CHALLENGE
Echo back, unchanged, the stretch of lines from the one containing "Where can the suit" through the one containing "<point>122,116</point>", and nothing else.

Some lines
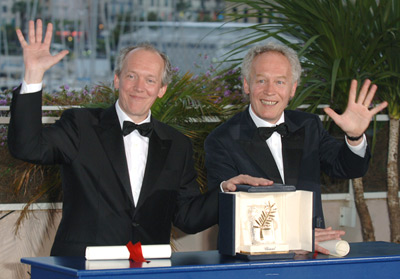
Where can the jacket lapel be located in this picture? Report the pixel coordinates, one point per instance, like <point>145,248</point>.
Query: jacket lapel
<point>259,152</point>
<point>257,149</point>
<point>292,151</point>
<point>110,134</point>
<point>156,158</point>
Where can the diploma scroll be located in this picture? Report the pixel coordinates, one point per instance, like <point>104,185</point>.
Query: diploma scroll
<point>338,248</point>
<point>122,253</point>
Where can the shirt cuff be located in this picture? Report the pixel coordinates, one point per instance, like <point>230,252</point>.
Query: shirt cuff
<point>30,88</point>
<point>220,186</point>
<point>358,149</point>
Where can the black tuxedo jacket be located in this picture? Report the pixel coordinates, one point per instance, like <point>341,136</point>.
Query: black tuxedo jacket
<point>98,207</point>
<point>235,148</point>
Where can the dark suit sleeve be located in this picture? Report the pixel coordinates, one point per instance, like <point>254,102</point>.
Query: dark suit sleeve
<point>219,163</point>
<point>195,211</point>
<point>30,141</point>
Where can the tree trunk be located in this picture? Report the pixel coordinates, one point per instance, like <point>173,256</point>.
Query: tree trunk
<point>393,181</point>
<point>367,229</point>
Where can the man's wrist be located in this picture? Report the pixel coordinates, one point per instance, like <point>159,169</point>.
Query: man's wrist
<point>354,138</point>
<point>30,88</point>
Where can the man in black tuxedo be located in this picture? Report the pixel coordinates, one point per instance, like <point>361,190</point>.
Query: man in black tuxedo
<point>300,148</point>
<point>121,182</point>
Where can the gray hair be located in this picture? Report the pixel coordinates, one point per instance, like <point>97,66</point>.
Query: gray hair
<point>167,73</point>
<point>288,52</point>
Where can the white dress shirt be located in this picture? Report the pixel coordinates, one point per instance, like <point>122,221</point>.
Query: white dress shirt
<point>136,150</point>
<point>136,145</point>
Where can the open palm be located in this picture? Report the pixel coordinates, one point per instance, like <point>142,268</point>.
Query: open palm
<point>37,56</point>
<point>357,116</point>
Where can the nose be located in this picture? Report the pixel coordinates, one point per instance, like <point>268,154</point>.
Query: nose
<point>139,84</point>
<point>268,88</point>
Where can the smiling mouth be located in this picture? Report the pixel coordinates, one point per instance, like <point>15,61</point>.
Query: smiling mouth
<point>269,103</point>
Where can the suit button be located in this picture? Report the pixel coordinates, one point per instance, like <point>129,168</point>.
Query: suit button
<point>134,224</point>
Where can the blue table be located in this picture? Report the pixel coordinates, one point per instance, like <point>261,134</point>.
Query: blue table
<point>365,260</point>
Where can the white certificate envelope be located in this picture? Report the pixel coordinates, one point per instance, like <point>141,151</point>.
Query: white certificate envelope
<point>160,251</point>
<point>338,248</point>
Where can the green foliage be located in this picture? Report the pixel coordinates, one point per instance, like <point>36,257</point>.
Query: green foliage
<point>336,40</point>
<point>192,104</point>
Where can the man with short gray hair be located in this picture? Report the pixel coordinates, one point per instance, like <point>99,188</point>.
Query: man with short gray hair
<point>289,147</point>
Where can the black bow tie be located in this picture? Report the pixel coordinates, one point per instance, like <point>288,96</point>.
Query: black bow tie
<point>144,129</point>
<point>266,132</point>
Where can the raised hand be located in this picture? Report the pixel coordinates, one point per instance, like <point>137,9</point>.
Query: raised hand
<point>37,56</point>
<point>357,116</point>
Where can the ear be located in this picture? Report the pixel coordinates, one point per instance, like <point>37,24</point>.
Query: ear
<point>162,91</point>
<point>246,86</point>
<point>116,82</point>
<point>293,90</point>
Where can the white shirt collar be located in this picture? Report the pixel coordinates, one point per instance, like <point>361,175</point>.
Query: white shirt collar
<point>261,122</point>
<point>122,116</point>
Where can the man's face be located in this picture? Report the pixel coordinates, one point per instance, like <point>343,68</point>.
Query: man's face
<point>139,83</point>
<point>270,85</point>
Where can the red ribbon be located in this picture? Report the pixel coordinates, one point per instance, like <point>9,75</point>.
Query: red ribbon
<point>135,251</point>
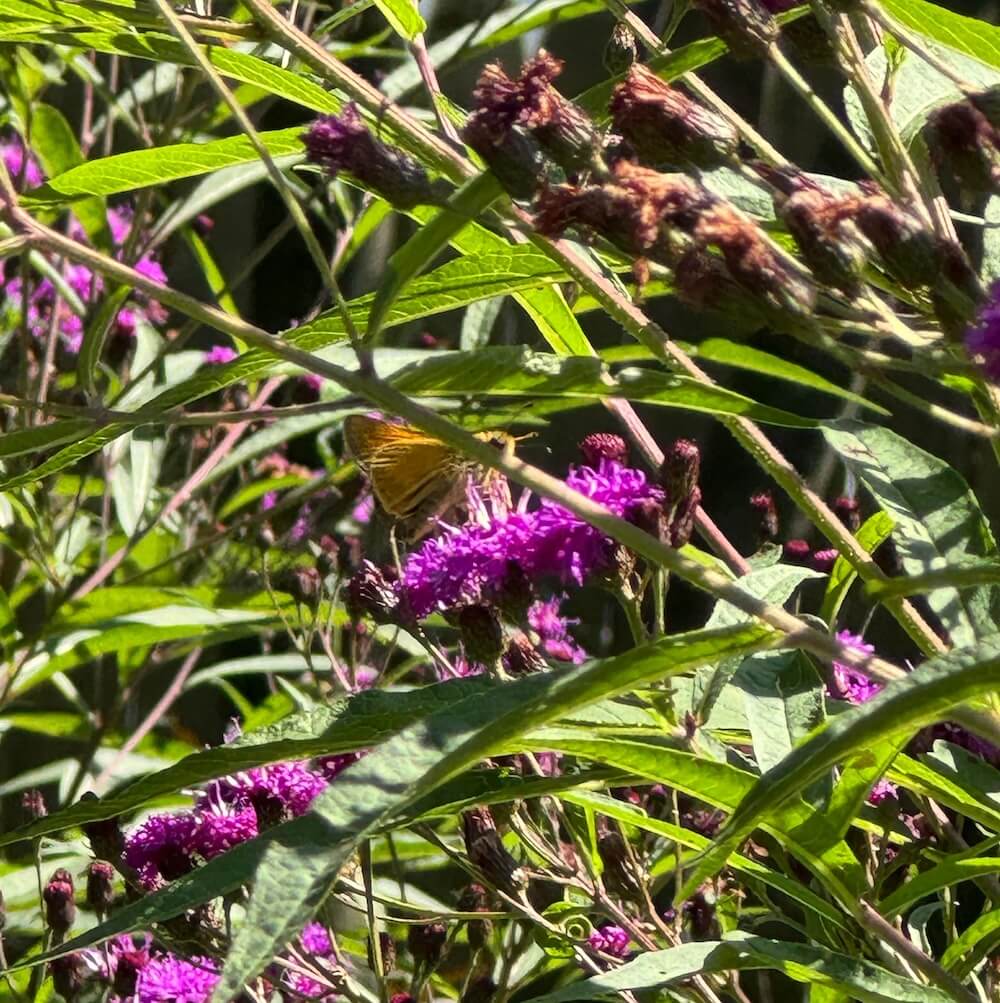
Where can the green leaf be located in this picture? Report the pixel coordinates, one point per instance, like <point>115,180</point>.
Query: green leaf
<point>732,353</point>
<point>145,168</point>
<point>871,536</point>
<point>924,696</point>
<point>861,980</point>
<point>937,520</point>
<point>973,944</point>
<point>971,35</point>
<point>421,249</point>
<point>949,872</point>
<point>403,16</point>
<point>293,880</point>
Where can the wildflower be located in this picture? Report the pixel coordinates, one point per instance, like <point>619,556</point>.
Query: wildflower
<point>850,684</point>
<point>169,979</point>
<point>983,340</point>
<point>666,126</point>
<point>162,848</point>
<point>553,629</point>
<point>746,26</point>
<point>465,566</point>
<point>604,445</point>
<point>100,886</point>
<point>611,940</point>
<point>962,139</point>
<point>883,790</point>
<point>622,50</point>
<point>344,142</point>
<point>426,942</point>
<point>767,527</point>
<point>60,907</point>
<point>288,787</point>
<point>219,355</point>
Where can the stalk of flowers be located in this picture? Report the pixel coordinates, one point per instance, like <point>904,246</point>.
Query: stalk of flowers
<point>43,303</point>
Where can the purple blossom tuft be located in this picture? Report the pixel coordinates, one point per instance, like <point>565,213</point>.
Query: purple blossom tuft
<point>219,355</point>
<point>852,685</point>
<point>466,566</point>
<point>162,848</point>
<point>169,979</point>
<point>292,785</point>
<point>883,790</point>
<point>545,619</point>
<point>984,338</point>
<point>611,940</point>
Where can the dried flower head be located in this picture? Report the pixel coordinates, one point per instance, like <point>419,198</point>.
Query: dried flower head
<point>963,141</point>
<point>666,126</point>
<point>344,142</point>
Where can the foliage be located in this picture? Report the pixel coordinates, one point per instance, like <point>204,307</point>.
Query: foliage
<point>297,704</point>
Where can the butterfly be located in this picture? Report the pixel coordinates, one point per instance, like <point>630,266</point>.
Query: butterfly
<point>411,473</point>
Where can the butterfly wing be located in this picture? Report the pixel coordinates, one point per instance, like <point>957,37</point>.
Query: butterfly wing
<point>406,468</point>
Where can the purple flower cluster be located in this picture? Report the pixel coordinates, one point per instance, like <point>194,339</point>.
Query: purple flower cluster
<point>468,565</point>
<point>984,338</point>
<point>849,683</point>
<point>42,302</point>
<point>611,940</point>
<point>232,810</point>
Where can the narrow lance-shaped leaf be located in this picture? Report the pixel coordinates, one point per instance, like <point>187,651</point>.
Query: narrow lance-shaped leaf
<point>904,706</point>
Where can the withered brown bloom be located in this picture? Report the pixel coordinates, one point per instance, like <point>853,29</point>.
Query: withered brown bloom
<point>666,126</point>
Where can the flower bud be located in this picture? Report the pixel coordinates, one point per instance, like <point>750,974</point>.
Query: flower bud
<point>100,886</point>
<point>604,445</point>
<point>60,907</point>
<point>665,126</point>
<point>562,128</point>
<point>426,942</point>
<point>744,25</point>
<point>479,990</point>
<point>369,594</point>
<point>387,951</point>
<point>796,552</point>
<point>486,851</point>
<point>474,899</point>
<point>767,526</point>
<point>481,634</point>
<point>961,139</point>
<point>67,976</point>
<point>522,657</point>
<point>908,250</point>
<point>344,142</point>
<point>823,561</point>
<point>514,156</point>
<point>848,511</point>
<point>33,804</point>
<point>621,51</point>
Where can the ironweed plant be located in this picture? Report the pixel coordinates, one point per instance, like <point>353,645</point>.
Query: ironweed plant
<point>322,679</point>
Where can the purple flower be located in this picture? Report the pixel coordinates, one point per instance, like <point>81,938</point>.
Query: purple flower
<point>984,338</point>
<point>169,979</point>
<point>218,355</point>
<point>465,566</point>
<point>315,940</point>
<point>289,786</point>
<point>223,829</point>
<point>882,790</point>
<point>21,165</point>
<point>544,618</point>
<point>611,940</point>
<point>849,683</point>
<point>162,848</point>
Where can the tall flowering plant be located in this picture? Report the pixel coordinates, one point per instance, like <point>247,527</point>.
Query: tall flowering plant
<point>642,640</point>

RESPONSE TO THIS EXERCISE
Where can the suit button be located in this picture? Report the pixel coordinates, one point per instance, like <point>129,168</point>.
Query: suit button
<point>134,224</point>
Where can the blue table be located in this picture? Report the pixel coordinates, one point per instance, like <point>261,134</point>.
Query: blue table
<point>365,260</point>
Where can the white certificate envelope be located in this picture? Report the pixel coordinates, one point per instance, like <point>141,151</point>.
Query: white certificate envelope
<point>160,251</point>
<point>338,248</point>
Where can the green foliage be located in this picture? Report the pixel coordinates, one point per instance, like <point>36,257</point>.
Query: green foliage
<point>336,40</point>
<point>192,104</point>
Where can the man with short gray hair be located in this picture? Report the pixel coordinates, one point per instance, like <point>99,188</point>.
Query: man with short gray hair
<point>289,147</point>
Where can the black bow tie be located in this picture? Report the pixel coordinates, one point per instance, like <point>288,96</point>.
Query: black bow tie
<point>144,129</point>
<point>266,132</point>
Where can the raised hand be located in this picture? Report the pixel coordinates, one point per instance, like <point>137,9</point>.
Query: raised hand
<point>37,56</point>
<point>357,116</point>
Where can the ear be located in this picture? Report the pixel coordinates, one point per instance, like <point>37,24</point>.
Query: ear
<point>162,91</point>
<point>246,86</point>
<point>116,82</point>
<point>293,90</point>
Where can the white shirt collar be located in this picture? Report the pixel coordinates, one point per instance, like <point>361,175</point>.
Query: white shirt collar
<point>261,122</point>
<point>122,116</point>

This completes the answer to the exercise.